Task instructions: How many lines in the data below contain the string "child"? Case counts, so match capitals exactly, and reply with only the number.

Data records
----

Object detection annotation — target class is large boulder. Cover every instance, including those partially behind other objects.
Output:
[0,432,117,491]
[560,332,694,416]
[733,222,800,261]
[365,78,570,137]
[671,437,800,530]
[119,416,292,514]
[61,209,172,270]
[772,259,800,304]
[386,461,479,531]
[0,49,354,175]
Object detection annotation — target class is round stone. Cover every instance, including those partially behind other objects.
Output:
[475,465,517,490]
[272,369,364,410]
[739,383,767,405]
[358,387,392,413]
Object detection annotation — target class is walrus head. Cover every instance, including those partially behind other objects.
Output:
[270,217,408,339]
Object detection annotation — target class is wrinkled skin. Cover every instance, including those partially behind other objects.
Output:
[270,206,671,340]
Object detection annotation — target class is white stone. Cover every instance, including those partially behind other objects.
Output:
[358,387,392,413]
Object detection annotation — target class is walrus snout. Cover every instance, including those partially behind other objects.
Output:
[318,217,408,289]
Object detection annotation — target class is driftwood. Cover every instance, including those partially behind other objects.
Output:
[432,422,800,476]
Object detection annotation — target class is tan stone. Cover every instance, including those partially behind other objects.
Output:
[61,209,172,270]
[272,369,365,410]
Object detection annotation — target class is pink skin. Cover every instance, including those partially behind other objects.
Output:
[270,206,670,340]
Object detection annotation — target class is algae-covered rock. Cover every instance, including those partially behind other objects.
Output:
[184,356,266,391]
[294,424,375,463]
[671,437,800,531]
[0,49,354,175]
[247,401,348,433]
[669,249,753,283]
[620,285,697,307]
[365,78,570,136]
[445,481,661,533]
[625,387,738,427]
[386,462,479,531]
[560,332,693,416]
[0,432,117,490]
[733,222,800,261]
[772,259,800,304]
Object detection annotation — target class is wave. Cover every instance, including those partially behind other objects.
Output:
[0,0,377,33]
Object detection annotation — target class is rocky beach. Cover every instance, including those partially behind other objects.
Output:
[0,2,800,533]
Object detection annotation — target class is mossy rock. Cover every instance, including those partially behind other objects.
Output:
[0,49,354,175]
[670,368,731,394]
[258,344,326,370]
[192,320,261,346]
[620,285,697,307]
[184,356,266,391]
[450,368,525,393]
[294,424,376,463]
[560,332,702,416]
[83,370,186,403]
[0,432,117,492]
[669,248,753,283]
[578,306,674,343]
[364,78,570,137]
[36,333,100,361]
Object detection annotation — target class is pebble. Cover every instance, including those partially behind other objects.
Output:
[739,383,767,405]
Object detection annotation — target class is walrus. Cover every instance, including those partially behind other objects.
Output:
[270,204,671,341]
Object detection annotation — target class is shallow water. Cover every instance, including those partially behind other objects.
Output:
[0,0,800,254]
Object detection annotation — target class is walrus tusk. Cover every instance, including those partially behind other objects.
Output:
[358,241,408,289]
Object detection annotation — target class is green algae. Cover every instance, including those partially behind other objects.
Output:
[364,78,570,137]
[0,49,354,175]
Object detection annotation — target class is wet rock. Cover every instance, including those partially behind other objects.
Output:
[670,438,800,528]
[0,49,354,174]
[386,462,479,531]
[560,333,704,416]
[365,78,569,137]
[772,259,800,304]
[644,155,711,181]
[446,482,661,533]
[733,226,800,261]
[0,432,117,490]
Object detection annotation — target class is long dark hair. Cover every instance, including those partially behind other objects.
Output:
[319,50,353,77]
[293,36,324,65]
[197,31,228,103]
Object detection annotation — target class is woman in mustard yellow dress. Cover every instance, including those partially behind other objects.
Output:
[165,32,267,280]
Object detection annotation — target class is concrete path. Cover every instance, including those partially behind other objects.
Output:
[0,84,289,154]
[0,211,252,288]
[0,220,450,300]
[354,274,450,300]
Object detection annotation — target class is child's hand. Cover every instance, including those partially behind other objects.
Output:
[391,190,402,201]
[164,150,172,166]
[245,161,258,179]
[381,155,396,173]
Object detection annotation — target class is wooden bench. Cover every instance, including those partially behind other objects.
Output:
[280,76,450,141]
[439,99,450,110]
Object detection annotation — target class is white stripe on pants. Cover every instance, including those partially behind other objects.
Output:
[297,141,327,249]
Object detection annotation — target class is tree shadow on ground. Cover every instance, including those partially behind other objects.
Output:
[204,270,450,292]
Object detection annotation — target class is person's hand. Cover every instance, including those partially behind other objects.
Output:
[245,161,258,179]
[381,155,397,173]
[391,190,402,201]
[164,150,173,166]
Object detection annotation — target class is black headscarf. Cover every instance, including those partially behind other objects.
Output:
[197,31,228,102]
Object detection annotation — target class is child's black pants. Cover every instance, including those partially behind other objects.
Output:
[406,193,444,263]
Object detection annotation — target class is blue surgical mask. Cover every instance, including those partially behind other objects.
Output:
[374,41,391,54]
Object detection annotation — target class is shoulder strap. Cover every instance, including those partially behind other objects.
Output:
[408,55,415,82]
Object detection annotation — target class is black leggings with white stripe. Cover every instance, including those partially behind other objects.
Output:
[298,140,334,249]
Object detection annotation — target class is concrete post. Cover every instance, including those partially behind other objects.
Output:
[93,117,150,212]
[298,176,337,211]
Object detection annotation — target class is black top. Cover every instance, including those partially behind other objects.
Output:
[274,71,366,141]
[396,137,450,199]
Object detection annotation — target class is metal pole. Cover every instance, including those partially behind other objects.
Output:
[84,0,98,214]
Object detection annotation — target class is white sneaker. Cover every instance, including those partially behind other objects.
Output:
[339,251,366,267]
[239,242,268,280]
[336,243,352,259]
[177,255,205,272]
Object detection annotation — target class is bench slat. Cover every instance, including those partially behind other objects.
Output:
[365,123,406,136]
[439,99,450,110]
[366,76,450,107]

----

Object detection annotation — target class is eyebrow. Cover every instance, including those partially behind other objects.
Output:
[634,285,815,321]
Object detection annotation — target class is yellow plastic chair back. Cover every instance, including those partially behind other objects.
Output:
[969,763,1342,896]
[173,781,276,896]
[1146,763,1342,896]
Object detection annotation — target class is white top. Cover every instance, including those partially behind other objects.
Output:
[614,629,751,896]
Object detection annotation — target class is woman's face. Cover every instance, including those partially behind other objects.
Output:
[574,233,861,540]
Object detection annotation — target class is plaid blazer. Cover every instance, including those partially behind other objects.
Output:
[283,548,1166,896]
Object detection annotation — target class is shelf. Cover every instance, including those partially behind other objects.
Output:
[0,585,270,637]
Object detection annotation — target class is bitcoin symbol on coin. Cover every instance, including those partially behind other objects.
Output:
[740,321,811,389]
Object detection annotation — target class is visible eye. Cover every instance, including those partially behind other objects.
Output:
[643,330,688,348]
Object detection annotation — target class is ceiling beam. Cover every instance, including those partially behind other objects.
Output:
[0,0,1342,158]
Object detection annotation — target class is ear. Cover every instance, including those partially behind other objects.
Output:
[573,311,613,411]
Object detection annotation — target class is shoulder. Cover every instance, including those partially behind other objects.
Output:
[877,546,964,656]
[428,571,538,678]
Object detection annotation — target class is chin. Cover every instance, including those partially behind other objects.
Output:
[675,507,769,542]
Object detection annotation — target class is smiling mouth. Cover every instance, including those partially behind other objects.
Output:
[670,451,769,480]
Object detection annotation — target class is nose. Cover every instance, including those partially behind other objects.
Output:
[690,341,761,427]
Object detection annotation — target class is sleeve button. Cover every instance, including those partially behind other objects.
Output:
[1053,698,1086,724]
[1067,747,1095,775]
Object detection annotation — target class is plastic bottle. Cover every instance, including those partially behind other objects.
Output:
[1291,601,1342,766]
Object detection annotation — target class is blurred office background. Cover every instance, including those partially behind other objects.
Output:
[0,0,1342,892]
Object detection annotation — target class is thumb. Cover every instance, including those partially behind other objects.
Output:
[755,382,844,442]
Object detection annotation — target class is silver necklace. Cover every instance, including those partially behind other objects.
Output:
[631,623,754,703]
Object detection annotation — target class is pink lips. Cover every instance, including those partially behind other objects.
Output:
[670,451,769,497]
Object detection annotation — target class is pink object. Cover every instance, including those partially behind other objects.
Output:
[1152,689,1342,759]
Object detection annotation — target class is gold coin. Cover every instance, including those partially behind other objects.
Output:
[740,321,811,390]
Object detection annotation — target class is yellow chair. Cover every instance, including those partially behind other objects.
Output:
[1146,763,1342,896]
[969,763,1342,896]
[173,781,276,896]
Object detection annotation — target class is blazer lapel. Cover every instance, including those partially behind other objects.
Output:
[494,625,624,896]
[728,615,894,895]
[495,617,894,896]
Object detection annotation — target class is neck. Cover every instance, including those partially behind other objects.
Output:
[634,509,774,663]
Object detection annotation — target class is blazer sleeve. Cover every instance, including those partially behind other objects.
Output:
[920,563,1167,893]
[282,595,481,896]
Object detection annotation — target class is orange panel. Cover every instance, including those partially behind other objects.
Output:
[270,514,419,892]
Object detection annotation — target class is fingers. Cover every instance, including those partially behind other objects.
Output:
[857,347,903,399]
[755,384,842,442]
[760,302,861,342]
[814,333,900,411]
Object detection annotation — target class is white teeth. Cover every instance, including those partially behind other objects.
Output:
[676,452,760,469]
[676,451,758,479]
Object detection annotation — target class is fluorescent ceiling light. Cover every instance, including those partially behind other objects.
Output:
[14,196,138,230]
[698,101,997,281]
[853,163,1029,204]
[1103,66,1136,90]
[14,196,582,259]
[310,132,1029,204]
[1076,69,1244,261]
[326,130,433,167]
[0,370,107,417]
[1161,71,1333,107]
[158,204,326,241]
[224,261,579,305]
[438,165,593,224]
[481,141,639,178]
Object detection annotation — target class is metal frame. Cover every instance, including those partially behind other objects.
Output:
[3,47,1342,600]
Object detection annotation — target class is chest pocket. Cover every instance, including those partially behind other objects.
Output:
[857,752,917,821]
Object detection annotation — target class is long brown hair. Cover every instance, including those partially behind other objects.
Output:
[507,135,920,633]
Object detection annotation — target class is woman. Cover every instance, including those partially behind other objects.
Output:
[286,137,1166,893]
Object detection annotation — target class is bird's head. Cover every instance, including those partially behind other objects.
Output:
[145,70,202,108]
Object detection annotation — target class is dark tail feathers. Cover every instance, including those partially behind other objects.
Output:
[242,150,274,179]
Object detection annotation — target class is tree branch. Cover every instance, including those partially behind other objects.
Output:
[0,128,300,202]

----

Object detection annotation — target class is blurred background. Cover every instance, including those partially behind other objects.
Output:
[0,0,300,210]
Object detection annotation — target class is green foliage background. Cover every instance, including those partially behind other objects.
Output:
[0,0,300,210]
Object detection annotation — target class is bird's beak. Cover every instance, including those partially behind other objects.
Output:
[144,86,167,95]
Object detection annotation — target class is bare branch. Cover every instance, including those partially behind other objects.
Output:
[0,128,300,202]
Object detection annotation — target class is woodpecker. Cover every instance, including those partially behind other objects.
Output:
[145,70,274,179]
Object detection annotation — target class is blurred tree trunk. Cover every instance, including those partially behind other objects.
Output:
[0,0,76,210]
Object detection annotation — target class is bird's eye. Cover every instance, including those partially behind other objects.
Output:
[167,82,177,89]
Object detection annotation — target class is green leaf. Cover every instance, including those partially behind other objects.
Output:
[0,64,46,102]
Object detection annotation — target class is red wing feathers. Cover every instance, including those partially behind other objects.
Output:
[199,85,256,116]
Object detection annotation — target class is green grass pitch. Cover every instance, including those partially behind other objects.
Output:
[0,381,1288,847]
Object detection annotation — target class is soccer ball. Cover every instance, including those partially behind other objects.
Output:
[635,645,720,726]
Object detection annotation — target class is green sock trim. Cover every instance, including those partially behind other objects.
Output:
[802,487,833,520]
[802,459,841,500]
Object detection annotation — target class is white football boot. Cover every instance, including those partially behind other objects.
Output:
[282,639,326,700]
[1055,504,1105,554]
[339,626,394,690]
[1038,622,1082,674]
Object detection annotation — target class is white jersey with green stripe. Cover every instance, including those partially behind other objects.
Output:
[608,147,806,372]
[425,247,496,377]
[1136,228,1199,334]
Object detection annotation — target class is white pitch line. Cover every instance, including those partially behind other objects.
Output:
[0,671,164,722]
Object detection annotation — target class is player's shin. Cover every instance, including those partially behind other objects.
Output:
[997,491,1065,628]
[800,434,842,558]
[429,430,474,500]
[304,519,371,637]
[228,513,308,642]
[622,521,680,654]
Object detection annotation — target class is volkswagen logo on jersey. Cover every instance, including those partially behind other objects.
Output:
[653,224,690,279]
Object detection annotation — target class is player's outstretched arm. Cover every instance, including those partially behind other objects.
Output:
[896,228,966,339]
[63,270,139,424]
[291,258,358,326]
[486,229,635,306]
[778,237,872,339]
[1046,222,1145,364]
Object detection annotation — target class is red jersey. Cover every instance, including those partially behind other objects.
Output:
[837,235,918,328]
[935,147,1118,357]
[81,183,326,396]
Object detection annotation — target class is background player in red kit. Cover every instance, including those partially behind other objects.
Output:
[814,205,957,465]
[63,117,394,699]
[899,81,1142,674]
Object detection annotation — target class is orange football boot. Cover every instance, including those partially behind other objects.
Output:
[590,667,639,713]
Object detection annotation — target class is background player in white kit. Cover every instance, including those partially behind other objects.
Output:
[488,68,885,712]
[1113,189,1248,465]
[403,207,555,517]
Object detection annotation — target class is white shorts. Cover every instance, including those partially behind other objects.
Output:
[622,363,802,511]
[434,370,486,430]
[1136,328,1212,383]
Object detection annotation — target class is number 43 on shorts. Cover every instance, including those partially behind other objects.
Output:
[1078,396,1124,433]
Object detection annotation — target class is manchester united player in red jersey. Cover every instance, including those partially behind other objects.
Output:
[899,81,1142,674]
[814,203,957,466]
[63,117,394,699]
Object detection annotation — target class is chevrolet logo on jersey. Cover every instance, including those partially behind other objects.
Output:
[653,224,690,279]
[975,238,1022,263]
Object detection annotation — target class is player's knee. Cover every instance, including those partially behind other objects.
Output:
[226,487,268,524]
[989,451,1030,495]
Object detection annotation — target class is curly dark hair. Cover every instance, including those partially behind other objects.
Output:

----

Result below: 2